**What you are asked to do**:
In the listing below, swap every "integer pairs" for "whole-number pairs" and reproduce the rest unchanged. Omit the pictures from your reply.

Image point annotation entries
···

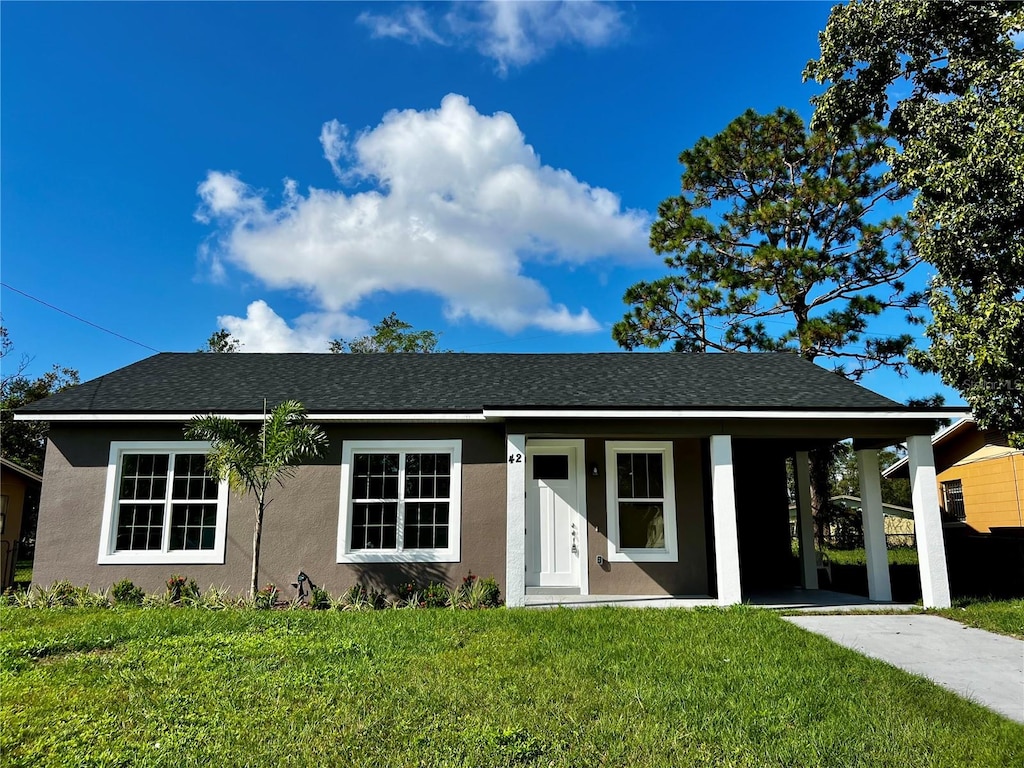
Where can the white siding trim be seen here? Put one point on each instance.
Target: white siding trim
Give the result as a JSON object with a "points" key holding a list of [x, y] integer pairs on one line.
{"points": [[502, 414], [879, 587], [515, 531], [928, 523], [713, 414], [724, 506]]}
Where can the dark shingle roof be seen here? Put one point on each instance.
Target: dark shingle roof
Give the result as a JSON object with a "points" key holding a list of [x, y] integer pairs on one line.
{"points": [[188, 383]]}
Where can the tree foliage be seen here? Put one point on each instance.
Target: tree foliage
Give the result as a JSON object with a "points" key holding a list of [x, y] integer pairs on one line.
{"points": [[221, 341], [251, 459], [778, 225], [25, 441], [390, 335], [960, 134]]}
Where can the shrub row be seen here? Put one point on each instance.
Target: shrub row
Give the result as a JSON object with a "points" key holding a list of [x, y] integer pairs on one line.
{"points": [[182, 592]]}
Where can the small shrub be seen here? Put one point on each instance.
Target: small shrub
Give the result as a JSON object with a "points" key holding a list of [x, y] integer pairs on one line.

···

**Correct answer**:
Where can the white siding trim be seen here? Put one point on each instance.
Target: white siding trim
Give the result as a JSON object with a "points" key holding a list of [x, y] whole-number pairs on one line.
{"points": [[502, 414], [879, 587], [515, 531], [928, 523], [713, 414], [724, 506]]}
Where can the dark shingle roof be seen here? Put one point on each instance.
Target: dark shingle roof
Give the result as a JSON object with a "points" key holding a list of [x, y] whole-number pairs on one line.
{"points": [[188, 383]]}
Where can the tree foliage be seen here? Put one point on each instance.
Target: tree foliage
Give the result as a JSON object with a "points" key holding a list of [x, y] whole-number pairs on one line.
{"points": [[221, 341], [251, 459], [778, 225], [25, 441], [390, 335], [960, 134]]}
Where can the shrub row be seen here? Put one point on each instance.
Target: shrub row
Give the result as a JSON object with a "points" key holding a list of [x, y] whole-number pairs on one line.
{"points": [[182, 592]]}
Where can the small shrub be seen here? Put one point on each instance.
Target: small shrub
Give the result as a JSON object with a "points" key holding a list of [x, y] whole-number pairs on one line.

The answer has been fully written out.